[EXERCISE TASK] Update the material below by changing each "one pin apiece" to "a single pin each" and keeping every other line unchanged. Leave the pictures out of your answer.

>> BEGIN DATA PROVIDED

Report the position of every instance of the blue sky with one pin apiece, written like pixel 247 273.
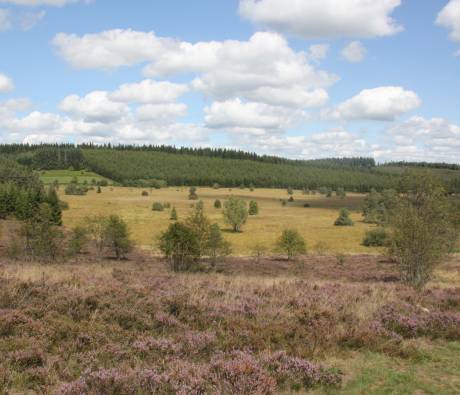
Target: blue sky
pixel 298 78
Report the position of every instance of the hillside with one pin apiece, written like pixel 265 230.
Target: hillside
pixel 160 165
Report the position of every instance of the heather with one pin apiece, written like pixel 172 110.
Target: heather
pixel 108 327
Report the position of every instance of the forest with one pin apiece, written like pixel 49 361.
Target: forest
pixel 160 165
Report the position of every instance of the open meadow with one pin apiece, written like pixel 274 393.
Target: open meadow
pixel 315 223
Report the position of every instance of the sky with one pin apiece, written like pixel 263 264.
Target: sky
pixel 296 78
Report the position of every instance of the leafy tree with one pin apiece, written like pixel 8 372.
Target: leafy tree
pixel 344 218
pixel 199 223
pixel 216 246
pixel 78 239
pixel 292 243
pixel 253 208
pixel 423 228
pixel 235 213
pixel 116 236
pixel 53 200
pixel 376 238
pixel 181 247
pixel 157 206
pixel 173 216
pixel 192 195
pixel 42 239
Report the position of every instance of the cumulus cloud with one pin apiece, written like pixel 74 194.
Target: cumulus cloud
pixel 6 85
pixel 264 68
pixel 449 17
pixel 149 91
pixel 318 51
pixel 95 106
pixel 324 18
pixel 378 104
pixel 251 118
pixel 354 52
pixel 5 20
pixel 421 139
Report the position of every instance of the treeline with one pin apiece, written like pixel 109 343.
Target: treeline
pixel 428 165
pixel 65 155
pixel 126 166
pixel 22 194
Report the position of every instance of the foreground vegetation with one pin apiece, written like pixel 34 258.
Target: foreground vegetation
pixel 103 327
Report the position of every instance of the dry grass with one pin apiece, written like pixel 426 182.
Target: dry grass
pixel 314 223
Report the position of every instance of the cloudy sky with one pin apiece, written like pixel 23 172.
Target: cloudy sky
pixel 298 78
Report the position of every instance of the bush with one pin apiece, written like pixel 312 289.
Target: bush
pixel 77 241
pixel 253 208
pixel 292 243
pixel 344 218
pixel 376 238
pixel 173 216
pixel 180 246
pixel 116 237
pixel 235 213
pixel 192 195
pixel 157 206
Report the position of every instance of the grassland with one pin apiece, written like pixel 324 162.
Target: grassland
pixel 314 223
pixel 65 176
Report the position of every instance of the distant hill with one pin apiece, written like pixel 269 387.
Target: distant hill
pixel 156 165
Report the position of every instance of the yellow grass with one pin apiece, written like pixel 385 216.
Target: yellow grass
pixel 315 223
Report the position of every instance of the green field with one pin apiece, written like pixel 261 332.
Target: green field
pixel 314 223
pixel 65 176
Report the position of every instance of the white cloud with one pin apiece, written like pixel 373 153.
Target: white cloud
pixel 6 85
pixel 324 18
pixel 161 113
pixel 354 52
pixel 149 91
pixel 449 17
pixel 264 68
pixel 420 139
pixel 5 20
pixel 379 104
pixel 318 51
pixel 95 106
pixel 251 118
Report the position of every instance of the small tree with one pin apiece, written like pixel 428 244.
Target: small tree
pixel 199 223
pixel 53 200
pixel 253 208
pixel 192 195
pixel 180 246
pixel 116 236
pixel 157 206
pixel 216 246
pixel 344 218
pixel 77 241
pixel 292 243
pixel 235 213
pixel 376 238
pixel 42 238
pixel 423 228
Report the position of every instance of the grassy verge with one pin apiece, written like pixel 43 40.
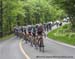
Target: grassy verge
pixel 63 34
pixel 7 37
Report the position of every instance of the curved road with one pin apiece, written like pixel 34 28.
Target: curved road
pixel 9 49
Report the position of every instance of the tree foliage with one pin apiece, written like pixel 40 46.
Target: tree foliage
pixel 24 12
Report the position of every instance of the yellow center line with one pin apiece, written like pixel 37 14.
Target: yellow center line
pixel 22 50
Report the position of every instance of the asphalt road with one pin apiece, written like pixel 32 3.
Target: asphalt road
pixel 9 49
pixel 53 50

>> END DATA PROVIDED

[THE RESULT]
Report the position of every instance of the blue sky with a single pin each, written like pixel 247 273.
Target: blue sky
pixel 298 78
Report the position of every instance of the hillside with a single pin each, written like pixel 265 230.
Target: hillside
pixel 160 165
Report the position of every instance of the heather with a single pin each, written like pixel 172 110.
Target: heather
pixel 108 327
Report the position of every instance of the forest with a single pin each, written like pixel 49 361.
Target: forest
pixel 160 165
Report the position of every instance of the open meadow with a single pin each, written like pixel 274 393.
Target: open meadow
pixel 315 223
Report the position of every instance of the sky with a single pin each, written like pixel 263 264.
Target: sky
pixel 296 78
Report the position of every instance of the leafy tree with a single pin each, written like pixel 8 372.
Target: leafy tree
pixel 344 218
pixel 199 223
pixel 216 246
pixel 78 239
pixel 292 243
pixel 253 208
pixel 423 228
pixel 235 213
pixel 116 236
pixel 53 200
pixel 376 238
pixel 181 247
pixel 157 206
pixel 173 216
pixel 192 195
pixel 42 239
Report the position of every instance of the cumulus cloud with a single pin each, written like pixel 74 194.
Target: cumulus cloud
pixel 6 85
pixel 264 68
pixel 449 17
pixel 149 91
pixel 318 51
pixel 95 106
pixel 324 18
pixel 378 104
pixel 251 118
pixel 354 52
pixel 5 20
pixel 421 139
Report the position of every instance of the treeline with a single pin each, written like pixel 109 343.
Target: treeline
pixel 428 165
pixel 65 155
pixel 126 166
pixel 22 194
Report the position of every instance of the foreground vegetation with a single pin each, written like pixel 34 258.
Target: foreground vegetation
pixel 103 327
Report the position of every instance of the dry grass with a single pin each, written like pixel 426 182.
Target: dry grass
pixel 314 223
Report the position of every instance of the cloudy sky with a single pin each, written like pixel 23 172.
Target: cloudy sky
pixel 298 78
Report the position of every instance of the bush with a single pin each, written like pixel 312 289.
Target: bush
pixel 77 241
pixel 253 208
pixel 292 243
pixel 344 218
pixel 376 238
pixel 173 216
pixel 180 246
pixel 116 237
pixel 235 213
pixel 192 195
pixel 157 206
Report the position of every instance of the grassland with a single pin each, written like pixel 324 162.
Target: grassland
pixel 314 223
pixel 65 176
Report the position of every instance of the distant hill with a single pin each, written like pixel 269 387.
Target: distant hill
pixel 156 165
Report the position of every instance of the yellow grass with a single pin each, written like pixel 385 216.
Target: yellow grass
pixel 315 223
Report the position of every instance of the green field with a single pin each, written like pixel 261 332.
Target: green field
pixel 314 223
pixel 65 176
Report the position of every instance of the white cloud with a single pin each, written like pixel 373 153.
Target: white cloud
pixel 6 85
pixel 324 18
pixel 161 113
pixel 354 52
pixel 149 91
pixel 449 17
pixel 264 68
pixel 420 139
pixel 5 20
pixel 379 104
pixel 318 51
pixel 95 106
pixel 251 118
Report the position of every instance of the small tree with a single pin each, written like pixel 428 244.
Target: small tree
pixel 199 223
pixel 53 200
pixel 253 208
pixel 192 195
pixel 180 246
pixel 116 236
pixel 157 206
pixel 216 246
pixel 344 218
pixel 77 241
pixel 292 243
pixel 235 213
pixel 376 238
pixel 42 238
pixel 423 228
Report the position of every instance of the grassy verge with a single pin each, written like pixel 43 40.
Target: grassy verge
pixel 63 34
pixel 7 37
Report the position of every instance of the curved road with a single pin each, written like pixel 34 28.
Target: curved road
pixel 9 49
Report the position of every instance of the tree foliage with a single pin each, written like pixel 40 46.
Target: tree foliage
pixel 24 12
Report the position of every instance of the yellow center line with a single pin each, written like pixel 37 14.
Target: yellow center line
pixel 22 50
Report the position of every instance of the asphalt road with a single pin each, written like pixel 32 3.
Target: asphalt road
pixel 9 49
pixel 53 50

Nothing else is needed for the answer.